» **Required action**
Filter the entries below down to the lines that hold "staircase".

» **Data supplied**
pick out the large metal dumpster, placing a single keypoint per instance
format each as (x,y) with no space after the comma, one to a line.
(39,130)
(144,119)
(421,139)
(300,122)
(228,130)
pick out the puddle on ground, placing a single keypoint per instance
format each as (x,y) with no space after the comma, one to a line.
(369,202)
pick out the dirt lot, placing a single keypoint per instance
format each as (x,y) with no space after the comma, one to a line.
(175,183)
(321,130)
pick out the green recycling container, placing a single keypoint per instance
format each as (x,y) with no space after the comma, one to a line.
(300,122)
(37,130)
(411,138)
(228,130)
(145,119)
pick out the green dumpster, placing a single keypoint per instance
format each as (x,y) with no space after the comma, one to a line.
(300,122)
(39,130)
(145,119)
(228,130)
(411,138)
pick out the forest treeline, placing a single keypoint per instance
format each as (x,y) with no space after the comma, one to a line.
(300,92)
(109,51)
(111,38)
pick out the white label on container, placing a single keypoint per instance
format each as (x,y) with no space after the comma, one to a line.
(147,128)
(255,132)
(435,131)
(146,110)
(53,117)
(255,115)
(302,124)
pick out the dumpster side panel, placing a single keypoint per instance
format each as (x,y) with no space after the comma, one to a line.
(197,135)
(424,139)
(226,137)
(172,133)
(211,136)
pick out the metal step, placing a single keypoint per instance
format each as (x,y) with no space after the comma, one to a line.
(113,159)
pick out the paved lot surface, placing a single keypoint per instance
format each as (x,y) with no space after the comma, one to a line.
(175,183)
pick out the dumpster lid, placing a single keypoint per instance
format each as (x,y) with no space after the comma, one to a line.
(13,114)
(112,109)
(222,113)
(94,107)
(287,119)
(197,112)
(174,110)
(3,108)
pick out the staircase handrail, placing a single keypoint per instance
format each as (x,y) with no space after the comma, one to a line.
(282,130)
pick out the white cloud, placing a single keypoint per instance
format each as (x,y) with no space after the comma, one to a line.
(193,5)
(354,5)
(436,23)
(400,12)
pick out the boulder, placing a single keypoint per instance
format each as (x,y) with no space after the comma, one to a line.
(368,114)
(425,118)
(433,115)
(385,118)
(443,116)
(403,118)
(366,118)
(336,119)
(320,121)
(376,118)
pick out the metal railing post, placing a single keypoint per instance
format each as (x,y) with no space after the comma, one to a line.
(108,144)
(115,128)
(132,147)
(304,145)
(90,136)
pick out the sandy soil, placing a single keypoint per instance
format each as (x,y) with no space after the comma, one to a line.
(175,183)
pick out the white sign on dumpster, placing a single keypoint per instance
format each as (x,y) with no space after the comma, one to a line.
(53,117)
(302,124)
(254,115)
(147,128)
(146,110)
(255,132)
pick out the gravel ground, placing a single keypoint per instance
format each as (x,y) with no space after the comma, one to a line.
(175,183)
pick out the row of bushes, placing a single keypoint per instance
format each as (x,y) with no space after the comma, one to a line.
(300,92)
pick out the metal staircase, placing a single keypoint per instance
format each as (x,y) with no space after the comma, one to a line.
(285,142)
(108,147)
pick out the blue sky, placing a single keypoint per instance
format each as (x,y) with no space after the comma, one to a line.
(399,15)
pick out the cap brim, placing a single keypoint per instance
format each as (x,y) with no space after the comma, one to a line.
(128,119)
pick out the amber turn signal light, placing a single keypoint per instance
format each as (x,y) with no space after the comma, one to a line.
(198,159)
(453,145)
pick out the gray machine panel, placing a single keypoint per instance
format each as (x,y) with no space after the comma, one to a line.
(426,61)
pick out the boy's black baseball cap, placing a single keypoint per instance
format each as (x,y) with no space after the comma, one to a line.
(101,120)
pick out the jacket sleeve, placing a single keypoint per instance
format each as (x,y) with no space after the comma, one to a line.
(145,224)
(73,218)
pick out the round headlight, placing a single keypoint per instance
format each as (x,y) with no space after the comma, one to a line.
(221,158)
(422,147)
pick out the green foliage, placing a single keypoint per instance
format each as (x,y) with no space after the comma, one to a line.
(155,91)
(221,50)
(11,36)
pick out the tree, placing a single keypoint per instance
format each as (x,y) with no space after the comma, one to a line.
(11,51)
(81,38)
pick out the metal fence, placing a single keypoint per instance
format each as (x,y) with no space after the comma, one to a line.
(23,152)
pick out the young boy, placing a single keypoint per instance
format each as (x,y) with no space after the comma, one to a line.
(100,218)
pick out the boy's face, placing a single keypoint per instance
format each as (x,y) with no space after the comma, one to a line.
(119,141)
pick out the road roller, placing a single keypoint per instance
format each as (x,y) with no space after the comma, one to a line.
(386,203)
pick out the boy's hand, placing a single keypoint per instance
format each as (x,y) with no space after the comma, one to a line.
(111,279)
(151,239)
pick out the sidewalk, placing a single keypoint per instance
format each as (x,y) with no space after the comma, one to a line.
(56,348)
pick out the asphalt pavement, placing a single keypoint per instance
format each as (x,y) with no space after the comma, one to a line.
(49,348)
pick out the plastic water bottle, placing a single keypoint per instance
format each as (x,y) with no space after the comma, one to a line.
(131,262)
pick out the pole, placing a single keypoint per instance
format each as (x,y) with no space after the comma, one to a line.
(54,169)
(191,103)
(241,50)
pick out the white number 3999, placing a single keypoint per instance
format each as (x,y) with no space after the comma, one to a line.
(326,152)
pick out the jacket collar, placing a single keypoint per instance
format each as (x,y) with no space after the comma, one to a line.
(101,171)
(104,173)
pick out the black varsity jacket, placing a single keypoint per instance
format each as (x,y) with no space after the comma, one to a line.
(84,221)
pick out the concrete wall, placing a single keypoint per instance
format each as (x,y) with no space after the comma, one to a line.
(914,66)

» **Finished exercise**
pick out the staircase handrail, placing a single keypoint per instance
pick out the metal staircase, placing a single keypoint per instance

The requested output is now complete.